What you should do: Copy out each line of the data below in which the string "then" appears.

(Saved entries)
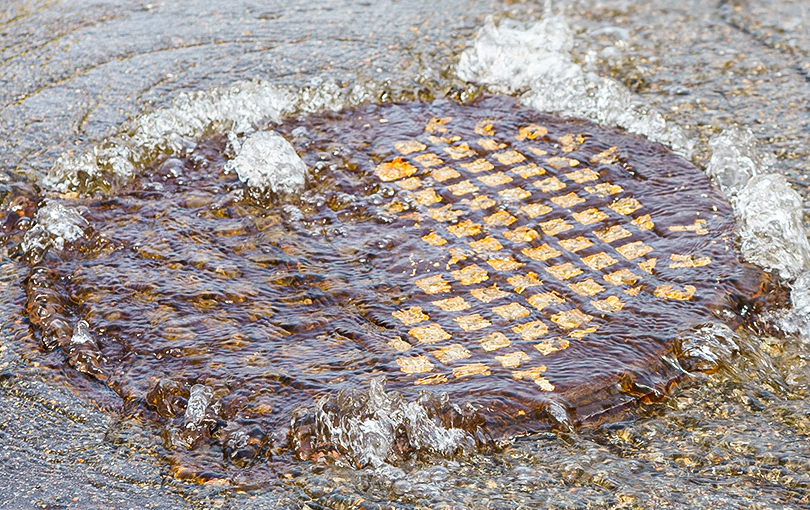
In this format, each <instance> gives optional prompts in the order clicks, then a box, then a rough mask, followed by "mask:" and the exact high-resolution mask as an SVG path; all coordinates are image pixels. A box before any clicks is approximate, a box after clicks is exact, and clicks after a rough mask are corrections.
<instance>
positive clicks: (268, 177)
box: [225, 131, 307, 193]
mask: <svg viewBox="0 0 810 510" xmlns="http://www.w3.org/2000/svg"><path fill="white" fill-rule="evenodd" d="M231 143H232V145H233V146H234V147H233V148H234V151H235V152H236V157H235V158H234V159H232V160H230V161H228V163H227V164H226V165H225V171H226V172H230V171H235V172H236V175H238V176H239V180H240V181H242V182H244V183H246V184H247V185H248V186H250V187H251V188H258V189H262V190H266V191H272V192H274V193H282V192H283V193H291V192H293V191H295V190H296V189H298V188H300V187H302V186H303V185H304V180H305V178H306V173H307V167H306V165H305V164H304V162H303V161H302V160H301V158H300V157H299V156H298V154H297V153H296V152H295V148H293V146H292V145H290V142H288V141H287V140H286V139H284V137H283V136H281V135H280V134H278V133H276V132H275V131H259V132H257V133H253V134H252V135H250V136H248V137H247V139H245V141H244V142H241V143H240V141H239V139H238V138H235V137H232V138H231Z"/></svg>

---

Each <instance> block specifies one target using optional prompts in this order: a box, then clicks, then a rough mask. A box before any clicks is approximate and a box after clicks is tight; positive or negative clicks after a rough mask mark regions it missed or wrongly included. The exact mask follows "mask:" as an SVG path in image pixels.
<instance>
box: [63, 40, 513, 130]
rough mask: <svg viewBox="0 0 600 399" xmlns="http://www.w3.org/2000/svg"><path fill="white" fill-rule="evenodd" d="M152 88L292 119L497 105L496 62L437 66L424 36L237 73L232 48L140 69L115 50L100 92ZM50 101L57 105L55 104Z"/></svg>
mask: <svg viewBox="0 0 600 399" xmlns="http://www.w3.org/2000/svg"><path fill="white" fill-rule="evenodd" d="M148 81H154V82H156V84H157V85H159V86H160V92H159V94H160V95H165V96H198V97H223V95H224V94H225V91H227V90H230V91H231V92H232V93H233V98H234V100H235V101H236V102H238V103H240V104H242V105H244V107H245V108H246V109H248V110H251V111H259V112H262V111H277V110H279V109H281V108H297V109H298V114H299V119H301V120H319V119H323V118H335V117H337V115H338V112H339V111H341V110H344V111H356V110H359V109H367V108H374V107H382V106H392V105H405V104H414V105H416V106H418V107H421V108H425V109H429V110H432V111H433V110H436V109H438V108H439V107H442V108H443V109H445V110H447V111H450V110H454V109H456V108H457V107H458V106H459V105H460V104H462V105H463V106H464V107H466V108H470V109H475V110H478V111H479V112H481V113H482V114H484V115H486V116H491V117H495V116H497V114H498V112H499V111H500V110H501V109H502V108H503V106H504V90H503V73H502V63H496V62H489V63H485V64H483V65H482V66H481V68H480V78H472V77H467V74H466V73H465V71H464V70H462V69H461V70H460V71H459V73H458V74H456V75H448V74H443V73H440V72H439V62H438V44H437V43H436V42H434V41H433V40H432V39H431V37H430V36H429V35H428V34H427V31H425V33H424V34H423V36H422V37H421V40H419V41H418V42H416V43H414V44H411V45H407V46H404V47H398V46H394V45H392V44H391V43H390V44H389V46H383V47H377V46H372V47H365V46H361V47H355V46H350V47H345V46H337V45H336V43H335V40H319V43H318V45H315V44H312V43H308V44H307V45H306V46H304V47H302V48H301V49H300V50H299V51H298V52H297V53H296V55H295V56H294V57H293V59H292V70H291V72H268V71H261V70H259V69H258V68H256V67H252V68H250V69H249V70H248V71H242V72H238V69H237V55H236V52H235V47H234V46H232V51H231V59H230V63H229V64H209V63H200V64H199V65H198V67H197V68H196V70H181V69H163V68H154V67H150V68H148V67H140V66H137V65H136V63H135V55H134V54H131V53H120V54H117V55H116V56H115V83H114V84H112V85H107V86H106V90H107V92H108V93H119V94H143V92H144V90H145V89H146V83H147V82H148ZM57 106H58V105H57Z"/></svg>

---

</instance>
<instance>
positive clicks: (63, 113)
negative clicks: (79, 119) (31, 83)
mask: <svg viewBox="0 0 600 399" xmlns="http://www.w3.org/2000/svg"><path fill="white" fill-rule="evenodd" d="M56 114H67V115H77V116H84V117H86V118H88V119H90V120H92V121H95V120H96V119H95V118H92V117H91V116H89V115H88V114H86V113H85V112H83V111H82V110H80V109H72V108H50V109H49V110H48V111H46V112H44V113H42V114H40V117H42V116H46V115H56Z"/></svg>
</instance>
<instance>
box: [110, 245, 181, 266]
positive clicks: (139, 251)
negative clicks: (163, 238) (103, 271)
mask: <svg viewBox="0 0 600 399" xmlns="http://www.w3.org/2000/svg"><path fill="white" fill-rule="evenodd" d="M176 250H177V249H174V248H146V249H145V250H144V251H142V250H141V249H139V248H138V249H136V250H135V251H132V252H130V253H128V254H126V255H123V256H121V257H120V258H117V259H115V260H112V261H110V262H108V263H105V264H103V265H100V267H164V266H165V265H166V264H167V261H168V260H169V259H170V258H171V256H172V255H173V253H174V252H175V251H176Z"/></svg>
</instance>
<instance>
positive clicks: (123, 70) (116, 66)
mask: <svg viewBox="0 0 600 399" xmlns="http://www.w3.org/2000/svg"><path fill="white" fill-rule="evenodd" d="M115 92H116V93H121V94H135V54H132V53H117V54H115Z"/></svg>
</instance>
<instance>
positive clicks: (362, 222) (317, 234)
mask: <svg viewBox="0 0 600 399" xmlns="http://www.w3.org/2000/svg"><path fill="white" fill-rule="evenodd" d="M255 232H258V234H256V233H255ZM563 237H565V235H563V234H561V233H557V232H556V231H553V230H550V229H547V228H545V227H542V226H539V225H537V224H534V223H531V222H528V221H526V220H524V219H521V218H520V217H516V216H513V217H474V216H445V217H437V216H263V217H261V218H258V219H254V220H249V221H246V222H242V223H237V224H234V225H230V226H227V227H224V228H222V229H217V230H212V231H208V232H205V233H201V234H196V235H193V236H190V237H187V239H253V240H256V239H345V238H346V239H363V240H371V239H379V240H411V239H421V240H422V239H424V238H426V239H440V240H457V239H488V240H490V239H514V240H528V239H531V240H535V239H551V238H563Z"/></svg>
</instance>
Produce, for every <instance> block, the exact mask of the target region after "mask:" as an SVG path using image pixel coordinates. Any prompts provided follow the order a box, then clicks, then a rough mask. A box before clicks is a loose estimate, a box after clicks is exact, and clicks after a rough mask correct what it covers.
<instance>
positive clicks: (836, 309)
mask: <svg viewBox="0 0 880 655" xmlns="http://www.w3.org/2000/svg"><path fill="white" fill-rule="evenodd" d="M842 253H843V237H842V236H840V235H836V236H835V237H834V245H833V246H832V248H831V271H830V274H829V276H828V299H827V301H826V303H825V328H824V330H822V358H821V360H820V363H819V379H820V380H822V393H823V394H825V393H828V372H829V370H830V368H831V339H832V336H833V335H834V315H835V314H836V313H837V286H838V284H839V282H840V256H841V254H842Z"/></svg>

Reply:
In this format, each <instance> gives optional prompts in the order clicks, then a box, then a rough mask, followed by "mask:" and the exact high-resolution mask as an SVG path; all coordinates are image pixels. A box before any clicks is approximate, a box after clicks is exact, and clicks after a rough mask are corrections.
Each <instance> block specifies one target using optional prompts in this order: a box, then clicks, then a rough mask. A box before any clicks is approximate and a box after clicks is tight; positive or negative clicks after a rough mask mark regions it missed or wrongly included. The exact mask follows "mask:" as an SVG path in image pixels.
Produce, for every <instance> block, the exact mask of the target region after "mask:" as an SVG path using image pixel coordinates. Any prompts provided follow the order a box, then clicks, then a rough mask. A box before clicks is a loose estimate, a box after clicks is exact, and clicks after a rough mask correct what it covers.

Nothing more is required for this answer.